[EXERCISE] Scan the listing below for the word "right" and state how many lines hold it. Write nothing but the number.

==========

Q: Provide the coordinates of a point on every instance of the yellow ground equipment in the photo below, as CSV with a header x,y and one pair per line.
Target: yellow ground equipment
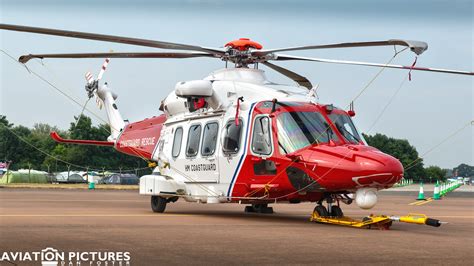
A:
x,y
382,222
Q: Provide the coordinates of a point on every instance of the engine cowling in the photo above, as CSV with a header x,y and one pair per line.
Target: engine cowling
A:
x,y
366,198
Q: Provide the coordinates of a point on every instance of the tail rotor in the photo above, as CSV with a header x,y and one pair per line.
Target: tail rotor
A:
x,y
92,87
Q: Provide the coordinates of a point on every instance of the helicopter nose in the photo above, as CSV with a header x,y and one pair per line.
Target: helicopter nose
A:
x,y
377,168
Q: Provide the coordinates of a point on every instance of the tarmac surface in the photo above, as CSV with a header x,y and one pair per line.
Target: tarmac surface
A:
x,y
191,233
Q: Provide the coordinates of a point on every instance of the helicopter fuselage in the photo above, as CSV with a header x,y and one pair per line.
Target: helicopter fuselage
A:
x,y
284,146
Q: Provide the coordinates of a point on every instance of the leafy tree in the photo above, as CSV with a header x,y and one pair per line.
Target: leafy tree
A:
x,y
403,151
464,170
435,173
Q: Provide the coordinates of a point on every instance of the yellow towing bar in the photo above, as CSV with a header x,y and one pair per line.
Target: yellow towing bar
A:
x,y
377,221
416,218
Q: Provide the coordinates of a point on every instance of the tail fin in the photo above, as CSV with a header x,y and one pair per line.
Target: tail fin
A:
x,y
105,97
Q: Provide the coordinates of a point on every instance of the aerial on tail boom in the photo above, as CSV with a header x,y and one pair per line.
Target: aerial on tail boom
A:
x,y
234,136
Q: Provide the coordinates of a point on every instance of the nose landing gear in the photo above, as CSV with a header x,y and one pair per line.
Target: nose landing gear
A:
x,y
331,211
259,208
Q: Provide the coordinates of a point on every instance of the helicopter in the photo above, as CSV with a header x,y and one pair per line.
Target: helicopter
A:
x,y
236,137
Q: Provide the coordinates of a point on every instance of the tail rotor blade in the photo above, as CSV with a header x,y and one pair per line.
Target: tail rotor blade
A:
x,y
89,77
104,67
82,112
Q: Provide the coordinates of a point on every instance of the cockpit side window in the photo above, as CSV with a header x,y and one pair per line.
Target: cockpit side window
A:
x,y
232,137
345,126
297,130
194,137
261,137
178,137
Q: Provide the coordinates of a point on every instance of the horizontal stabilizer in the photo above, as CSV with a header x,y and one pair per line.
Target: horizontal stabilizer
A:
x,y
55,136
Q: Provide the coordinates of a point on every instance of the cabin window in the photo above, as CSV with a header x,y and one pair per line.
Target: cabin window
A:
x,y
194,136
209,139
261,140
232,136
178,138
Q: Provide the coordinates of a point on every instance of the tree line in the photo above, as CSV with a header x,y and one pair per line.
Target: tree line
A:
x,y
46,152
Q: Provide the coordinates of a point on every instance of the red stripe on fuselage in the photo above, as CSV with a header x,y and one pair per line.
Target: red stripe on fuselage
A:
x,y
140,138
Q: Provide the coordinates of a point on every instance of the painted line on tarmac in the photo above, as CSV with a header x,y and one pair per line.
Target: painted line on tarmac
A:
x,y
61,200
421,202
96,215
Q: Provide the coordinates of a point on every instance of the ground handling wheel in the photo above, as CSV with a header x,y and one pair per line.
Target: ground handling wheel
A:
x,y
321,211
158,204
336,211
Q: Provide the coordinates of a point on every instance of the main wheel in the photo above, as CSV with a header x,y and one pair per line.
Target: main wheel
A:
x,y
321,211
158,204
336,211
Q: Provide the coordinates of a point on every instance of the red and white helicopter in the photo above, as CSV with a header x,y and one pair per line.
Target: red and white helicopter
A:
x,y
236,137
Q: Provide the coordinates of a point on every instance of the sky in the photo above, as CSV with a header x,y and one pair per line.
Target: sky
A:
x,y
425,111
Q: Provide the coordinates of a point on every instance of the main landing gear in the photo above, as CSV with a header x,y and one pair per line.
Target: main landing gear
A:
x,y
158,203
259,208
334,215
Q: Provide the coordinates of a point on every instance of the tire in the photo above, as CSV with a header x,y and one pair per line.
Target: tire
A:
x,y
336,211
158,204
321,211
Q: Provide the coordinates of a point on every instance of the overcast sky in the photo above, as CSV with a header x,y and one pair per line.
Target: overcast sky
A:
x,y
425,111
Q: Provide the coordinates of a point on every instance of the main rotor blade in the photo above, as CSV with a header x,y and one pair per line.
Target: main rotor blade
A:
x,y
280,57
111,38
302,81
25,58
415,46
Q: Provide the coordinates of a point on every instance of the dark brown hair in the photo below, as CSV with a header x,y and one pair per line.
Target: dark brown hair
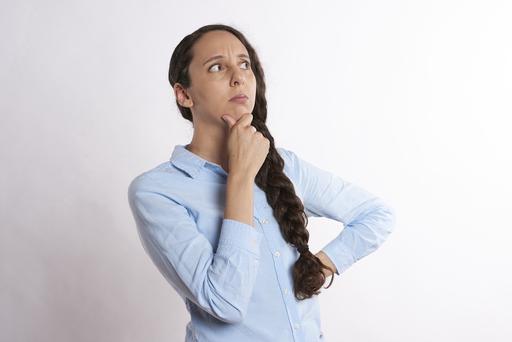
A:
x,y
287,207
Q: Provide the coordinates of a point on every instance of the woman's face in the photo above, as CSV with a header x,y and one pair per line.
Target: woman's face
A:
x,y
220,69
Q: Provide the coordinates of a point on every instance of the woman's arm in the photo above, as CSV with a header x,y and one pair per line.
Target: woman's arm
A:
x,y
239,198
368,219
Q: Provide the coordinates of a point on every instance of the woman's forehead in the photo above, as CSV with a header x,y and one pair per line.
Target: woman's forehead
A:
x,y
216,43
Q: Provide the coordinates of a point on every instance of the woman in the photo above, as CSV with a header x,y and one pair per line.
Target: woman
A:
x,y
225,219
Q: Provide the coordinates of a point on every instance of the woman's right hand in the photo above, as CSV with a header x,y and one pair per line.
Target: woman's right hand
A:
x,y
247,148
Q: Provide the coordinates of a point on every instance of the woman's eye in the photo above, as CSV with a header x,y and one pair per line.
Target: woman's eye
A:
x,y
244,62
213,66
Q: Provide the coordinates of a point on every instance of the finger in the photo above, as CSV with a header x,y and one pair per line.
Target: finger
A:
x,y
228,119
245,120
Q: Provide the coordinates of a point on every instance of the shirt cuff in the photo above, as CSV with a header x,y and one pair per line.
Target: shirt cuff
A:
x,y
241,235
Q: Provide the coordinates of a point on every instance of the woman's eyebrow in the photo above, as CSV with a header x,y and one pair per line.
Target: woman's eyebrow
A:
x,y
221,56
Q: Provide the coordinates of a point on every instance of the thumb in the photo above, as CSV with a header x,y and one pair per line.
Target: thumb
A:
x,y
228,120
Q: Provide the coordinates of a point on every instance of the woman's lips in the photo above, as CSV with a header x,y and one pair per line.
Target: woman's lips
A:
x,y
239,99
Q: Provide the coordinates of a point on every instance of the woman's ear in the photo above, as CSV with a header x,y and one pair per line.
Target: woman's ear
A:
x,y
182,96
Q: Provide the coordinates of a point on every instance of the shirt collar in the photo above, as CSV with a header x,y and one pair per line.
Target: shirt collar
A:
x,y
191,163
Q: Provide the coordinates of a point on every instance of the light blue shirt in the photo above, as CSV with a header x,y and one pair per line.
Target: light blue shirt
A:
x,y
236,279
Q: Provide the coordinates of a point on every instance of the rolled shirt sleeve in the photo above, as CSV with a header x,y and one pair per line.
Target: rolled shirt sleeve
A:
x,y
368,219
221,283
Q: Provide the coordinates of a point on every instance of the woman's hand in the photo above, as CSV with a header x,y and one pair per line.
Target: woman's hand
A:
x,y
247,148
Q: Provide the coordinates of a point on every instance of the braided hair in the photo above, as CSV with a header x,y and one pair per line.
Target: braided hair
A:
x,y
288,208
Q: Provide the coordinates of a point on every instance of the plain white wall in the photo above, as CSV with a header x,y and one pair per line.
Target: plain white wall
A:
x,y
410,99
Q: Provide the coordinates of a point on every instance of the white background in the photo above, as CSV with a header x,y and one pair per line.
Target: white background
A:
x,y
409,99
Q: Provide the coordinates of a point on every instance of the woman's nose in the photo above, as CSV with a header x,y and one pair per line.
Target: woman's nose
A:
x,y
237,78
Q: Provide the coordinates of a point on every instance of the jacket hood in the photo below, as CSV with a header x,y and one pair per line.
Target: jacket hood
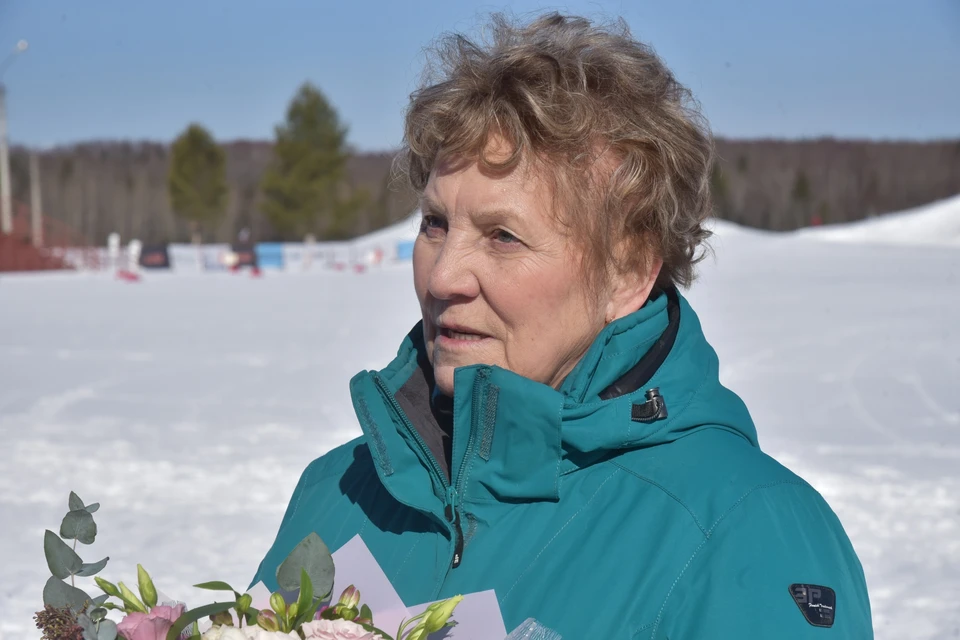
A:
x,y
513,438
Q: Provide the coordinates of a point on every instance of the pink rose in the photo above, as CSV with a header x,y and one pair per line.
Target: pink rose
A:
x,y
337,630
150,626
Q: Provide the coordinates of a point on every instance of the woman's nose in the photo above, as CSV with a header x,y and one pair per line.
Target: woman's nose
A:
x,y
453,274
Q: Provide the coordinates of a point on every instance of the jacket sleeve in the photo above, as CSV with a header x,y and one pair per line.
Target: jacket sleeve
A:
x,y
268,566
776,565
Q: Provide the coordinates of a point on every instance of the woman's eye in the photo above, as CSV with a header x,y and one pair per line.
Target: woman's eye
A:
x,y
432,225
505,236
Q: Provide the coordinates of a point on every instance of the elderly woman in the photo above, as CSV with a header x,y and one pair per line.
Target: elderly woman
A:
x,y
554,428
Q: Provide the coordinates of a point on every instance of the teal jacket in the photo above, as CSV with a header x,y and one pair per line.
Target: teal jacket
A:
x,y
599,509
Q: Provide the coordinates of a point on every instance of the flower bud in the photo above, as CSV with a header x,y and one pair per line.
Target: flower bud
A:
x,y
223,619
107,587
243,603
148,592
268,620
278,604
438,614
131,601
350,597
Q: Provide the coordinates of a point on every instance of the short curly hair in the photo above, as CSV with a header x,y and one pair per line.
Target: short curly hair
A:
x,y
619,136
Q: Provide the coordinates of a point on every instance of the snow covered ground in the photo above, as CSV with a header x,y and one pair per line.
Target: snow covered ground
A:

==========

[TASK ANSWER] 2